— EXCERPTED TEXT —
+-------+

Believe it or not, it is actually *recommended *by many Parent Clubs and "ethical breeding guidelines" that you have not only a certain sized waiting list for pups before you breed a litter, but that when you are planning a litter you obtain deposits from puppy buyers before you go thru with the breeding.

I have a massive waiting list, but when pups hit the ground a lot of people on that list back out. If before you breed, you require a deposit from those people, they're much less likely to back out and you're going to know with a greater degree of certainty that all your pups will be able to be placed.

That said, I don't personally do this!! I have my waiting list and I ask for deposits when I offer someone a pup (after the pups are old enough to temperament test to ensure that they will "fit" with that family) to hold the pup until he/she is 8 weeks of age. But for breeds that are historically hard to place or that have large litters, many of those breeders do get deposits before they breed the *****. Its not uncommon at all and it doesn't _necessarily _mean the breeder is unethical either.

+-------+

[Point-per-instance localization data]
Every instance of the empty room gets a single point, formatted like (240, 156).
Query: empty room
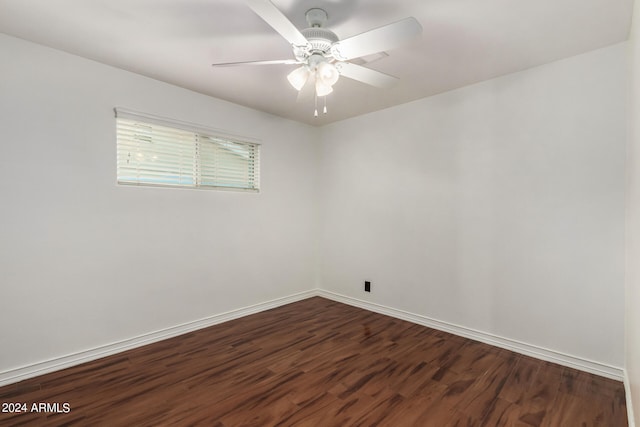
(320, 213)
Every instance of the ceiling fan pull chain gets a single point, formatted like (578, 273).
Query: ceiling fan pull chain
(315, 113)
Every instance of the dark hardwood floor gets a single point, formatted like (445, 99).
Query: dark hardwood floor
(319, 363)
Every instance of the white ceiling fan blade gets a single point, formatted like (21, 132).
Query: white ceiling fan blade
(272, 16)
(365, 75)
(377, 40)
(275, 62)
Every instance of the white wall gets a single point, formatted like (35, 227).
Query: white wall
(632, 341)
(84, 262)
(497, 207)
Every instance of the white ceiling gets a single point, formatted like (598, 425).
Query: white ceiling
(176, 41)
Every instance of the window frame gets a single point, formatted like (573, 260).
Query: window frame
(205, 141)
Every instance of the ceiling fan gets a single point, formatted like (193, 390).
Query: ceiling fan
(322, 57)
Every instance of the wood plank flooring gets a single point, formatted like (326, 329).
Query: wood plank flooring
(319, 363)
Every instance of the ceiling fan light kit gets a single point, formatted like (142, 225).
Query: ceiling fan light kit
(323, 57)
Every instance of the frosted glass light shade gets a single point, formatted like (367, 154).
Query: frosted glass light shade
(299, 77)
(322, 89)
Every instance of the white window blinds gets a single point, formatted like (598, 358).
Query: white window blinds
(157, 152)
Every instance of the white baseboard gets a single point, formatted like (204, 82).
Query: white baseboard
(506, 343)
(627, 394)
(33, 370)
(58, 363)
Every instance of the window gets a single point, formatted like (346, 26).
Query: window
(159, 152)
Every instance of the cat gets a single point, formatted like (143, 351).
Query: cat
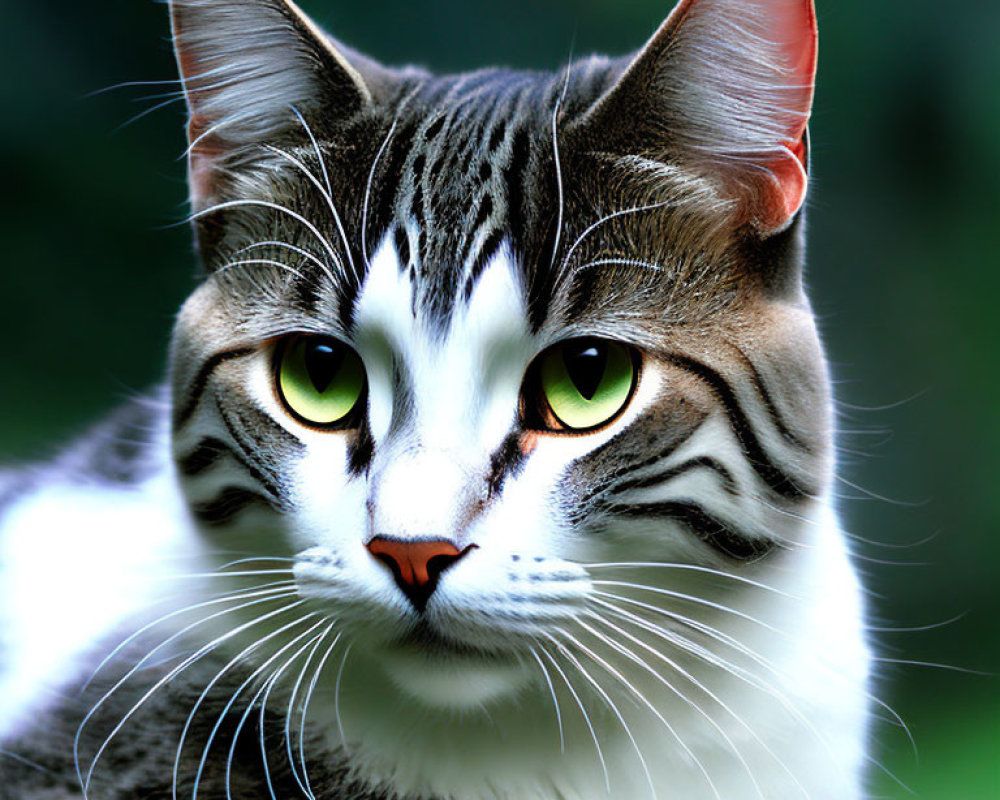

+-------+

— PROBLEM SET —
(A) According to the post on puppy deposits, why would a breeder take deposits before breeding a litter? Answer in one to three sentences.
(B) Carry on the post on puppy deposits, starting after its last sentence.

— RESULTS —
(A) Many people on a waiting list back out once the pups are born. Asking them for a deposit before the breeding makes them much less likely to back out, so the breeder can be more certain that every pup will find a home.

(B)
----------



## oregon woodsmok

No refund. All the OP can do is to wait until there is a puppy available and take that one. Or walk away from the deposit.

I've never placed a deposit on an upborn puppy, but the rest of the show people know me, so I could reserve a pup and they would know I'd show up for it. It's very common to require a non-refundable deposit. Too many people will ask that a pup be held for them when they have no intention of showing up for it. 

In the meantime, other potential buyers are getting turned away because the pup is "sold". Make people put their money where their mouth is and they don't normally reserve a pup if they don't actually want one.

Of course, it happens that someone will place a deposit and then buy another pup from a different source and want their money back. That's why contracts are written as non-refundable.


----------



## wolffeathers

> Then the buyer will make his selection out of the show potentials or pets and companions by color and sex only, not by the parents of the litter.


I think that's where they have you. Unless your copy of the contract states differently.

Personally if I have that much money already invested, I would go ahead and select from the next litter. If you decide you do not want it, maybe sell it and recover some of the money?


----------



## Haven

I don't even accept deposits until they are 2 weeks old since things can go wrong with newborns and I don't want to be sitting on someone's cash that needs returned if the puppy dies. They can pick out their puppy at 7 weeks after they have time to watch vids of their personalities for a few weeks. I just do 50.00 deposits, but all breeds are different and everyone has their own way.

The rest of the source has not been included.